▶ STATED EXERCISE
Please format every row below as a numbered list, leaving out any blank lines.

(Some rows)
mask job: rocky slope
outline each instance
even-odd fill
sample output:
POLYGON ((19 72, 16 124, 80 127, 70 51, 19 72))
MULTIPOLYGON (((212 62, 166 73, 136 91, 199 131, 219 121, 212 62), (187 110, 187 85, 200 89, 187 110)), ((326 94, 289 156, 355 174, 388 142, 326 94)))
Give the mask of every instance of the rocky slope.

▶ ANSWER TO THIS TASK
1. mask job: rocky slope
2. outline each instance
3. even-odd fill
4. sample output:
5. POLYGON ((19 72, 16 124, 80 127, 70 51, 19 72))
6. MULTIPOLYGON (((212 62, 166 73, 136 91, 199 131, 219 121, 212 62), (187 110, 187 85, 200 89, 187 110)), ((326 94, 289 156, 355 174, 388 142, 326 94)))
7. Give the mask of every instance of the rocky slope.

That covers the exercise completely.